Your answer must be the full listing, word for word, with no images in it.
*** Opening of Input material ***
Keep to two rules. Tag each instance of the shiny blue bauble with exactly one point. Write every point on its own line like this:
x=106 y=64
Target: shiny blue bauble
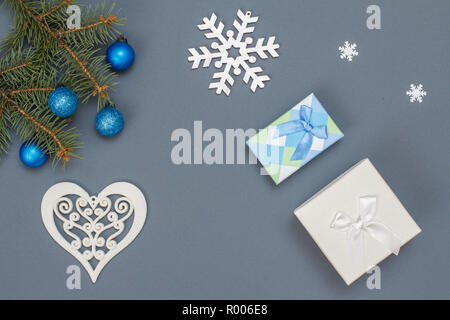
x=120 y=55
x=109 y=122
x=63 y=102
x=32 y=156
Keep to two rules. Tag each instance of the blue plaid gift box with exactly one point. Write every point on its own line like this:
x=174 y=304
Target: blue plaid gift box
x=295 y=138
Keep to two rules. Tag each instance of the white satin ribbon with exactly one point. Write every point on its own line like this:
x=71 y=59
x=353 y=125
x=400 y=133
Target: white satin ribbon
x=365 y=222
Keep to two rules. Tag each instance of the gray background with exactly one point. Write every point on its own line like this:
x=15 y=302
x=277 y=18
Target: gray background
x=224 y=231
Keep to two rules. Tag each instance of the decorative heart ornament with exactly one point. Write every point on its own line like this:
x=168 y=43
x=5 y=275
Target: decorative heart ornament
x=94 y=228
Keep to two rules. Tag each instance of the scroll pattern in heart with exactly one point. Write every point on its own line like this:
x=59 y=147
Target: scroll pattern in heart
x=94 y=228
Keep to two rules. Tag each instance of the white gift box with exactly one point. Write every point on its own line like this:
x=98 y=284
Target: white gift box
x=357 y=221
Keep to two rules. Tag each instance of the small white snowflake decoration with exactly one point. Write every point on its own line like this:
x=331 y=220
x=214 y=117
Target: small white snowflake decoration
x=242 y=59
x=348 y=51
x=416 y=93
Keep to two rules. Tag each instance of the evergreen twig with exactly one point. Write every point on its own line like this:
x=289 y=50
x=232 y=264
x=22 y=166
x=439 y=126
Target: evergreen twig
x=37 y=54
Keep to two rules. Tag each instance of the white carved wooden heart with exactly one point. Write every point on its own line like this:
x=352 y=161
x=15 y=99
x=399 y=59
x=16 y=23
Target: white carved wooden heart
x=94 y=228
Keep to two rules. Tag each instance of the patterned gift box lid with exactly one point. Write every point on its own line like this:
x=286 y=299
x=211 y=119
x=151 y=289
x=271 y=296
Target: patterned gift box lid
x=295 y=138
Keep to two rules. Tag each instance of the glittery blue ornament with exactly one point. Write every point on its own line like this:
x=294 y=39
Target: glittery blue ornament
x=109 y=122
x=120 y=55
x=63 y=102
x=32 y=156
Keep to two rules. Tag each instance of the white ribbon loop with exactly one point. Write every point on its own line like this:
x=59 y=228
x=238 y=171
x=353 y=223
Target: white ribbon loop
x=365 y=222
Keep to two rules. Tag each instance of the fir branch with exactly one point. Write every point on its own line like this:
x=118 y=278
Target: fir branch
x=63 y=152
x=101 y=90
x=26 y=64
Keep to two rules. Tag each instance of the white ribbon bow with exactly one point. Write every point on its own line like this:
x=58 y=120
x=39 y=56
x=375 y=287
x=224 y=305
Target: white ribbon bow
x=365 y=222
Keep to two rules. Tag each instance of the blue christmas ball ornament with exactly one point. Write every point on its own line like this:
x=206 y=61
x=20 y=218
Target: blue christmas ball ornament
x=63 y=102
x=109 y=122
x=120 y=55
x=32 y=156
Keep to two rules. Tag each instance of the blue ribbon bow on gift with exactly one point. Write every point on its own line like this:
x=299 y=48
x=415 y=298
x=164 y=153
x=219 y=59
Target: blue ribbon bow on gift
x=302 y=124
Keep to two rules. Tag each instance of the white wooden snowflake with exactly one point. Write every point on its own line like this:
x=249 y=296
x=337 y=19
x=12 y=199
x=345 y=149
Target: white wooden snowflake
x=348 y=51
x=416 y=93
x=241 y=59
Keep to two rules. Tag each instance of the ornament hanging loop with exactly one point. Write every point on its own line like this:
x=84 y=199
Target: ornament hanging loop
*** Close of Input material ***
→ Worked solution
Keep to two rules. Tag each instance of the shiny blue bauble with exactly one point. Write every point on its own line like this:
x=106 y=64
Target: shiny blue bauble
x=120 y=55
x=109 y=122
x=63 y=102
x=32 y=156
Keep to two rules. Tag each instance of the blue plaid gift box with exactly one point. Write every point on its own line like this:
x=174 y=304
Target: blue plaid gift box
x=295 y=138
Keep to two rules. Tag each instance of the white satin ribbon with exactly one point. Write every point on its own line like this:
x=71 y=59
x=353 y=125
x=400 y=133
Target: white satin ribbon
x=365 y=222
Keep to two rules. Tag each instance of the gray background with exactly one point. Write every point on its own line like this:
x=15 y=302
x=277 y=18
Target: gray background
x=224 y=231
Keep to two rules. Tag each instance of the decorative heart ornament with exactly one point. Write every point on its own line like this:
x=168 y=43
x=5 y=275
Target: decorative heart ornament
x=94 y=228
Keep to two rules. Tag each instance of the scroll pattern in heart with exactly one point. Write every point on its own line like this:
x=59 y=147
Target: scroll pattern in heart
x=94 y=228
Keep to two rules. Tag each instance of the white gift box with exactly one point. Write every point on its own line like this:
x=98 y=284
Target: white gift box
x=357 y=221
Keep to two rules. Tag each instance of the small white snowflake decoration with exactly one point. Write every point on its own line like this:
x=331 y=220
x=214 y=117
Target: small white snowflake decoration
x=242 y=59
x=348 y=51
x=416 y=93
Keep to two rules. Tag each instance of the evergreen twig with exactly one point. Write every point on its own line like this:
x=289 y=50
x=232 y=264
x=22 y=166
x=439 y=126
Target: evergreen twig
x=37 y=54
Keep to two rules. Tag each instance of the white carved wooden heart with exactly one point. Write every point on its own line like this:
x=352 y=161
x=15 y=99
x=399 y=59
x=16 y=23
Target: white carved wooden heart
x=94 y=228
Keep to two rules. Tag each instance of the patterned gift box lid with exactly one point. Write every point on its own line like this:
x=286 y=299
x=211 y=119
x=151 y=289
x=271 y=296
Target: patterned gift box lid
x=295 y=138
Keep to two rules. Tag each instance of the glittery blue ornament with exactly one point. Write every point on its own line like this:
x=294 y=39
Target: glittery blue ornament
x=109 y=122
x=120 y=55
x=63 y=102
x=32 y=156
Keep to two rules. Tag each instance of the white ribbon loop with exactly one point. Write every point on its own line like this:
x=59 y=228
x=238 y=171
x=353 y=223
Target: white ribbon loop
x=365 y=222
Keep to two rules. Tag each instance of the fir branch with exactly one point. Write every point on its own line like this:
x=118 y=278
Target: fir branch
x=63 y=152
x=101 y=90
x=26 y=64
Keep to two rules. Tag each instance of the white ribbon bow with exactly one point. Write every point on its own line like this:
x=58 y=120
x=39 y=56
x=375 y=287
x=224 y=305
Target: white ribbon bow
x=365 y=222
Keep to two rules. Tag each instance of the blue christmas ball ornament with exactly one point. Write every point on its own line like this:
x=206 y=61
x=20 y=218
Target: blue christmas ball ornament
x=63 y=102
x=109 y=122
x=120 y=55
x=32 y=156
Keep to two rules. Tag each instance of the blue ribbon bow on gift with exactly one point. Write every point on its own line like this:
x=299 y=48
x=415 y=298
x=164 y=153
x=219 y=59
Target: blue ribbon bow on gift
x=302 y=124
Keep to two rules. Tag each instance of the white wooden snowflake with exactly one point. Write every point on its own line like this:
x=249 y=296
x=337 y=19
x=12 y=199
x=345 y=149
Target: white wooden snowflake
x=348 y=51
x=416 y=93
x=241 y=59
Keep to two rules. Tag each instance of the ornament hanging loop with exactly one point. Write every point on its own line like this:
x=84 y=199
Target: ornament hanging loop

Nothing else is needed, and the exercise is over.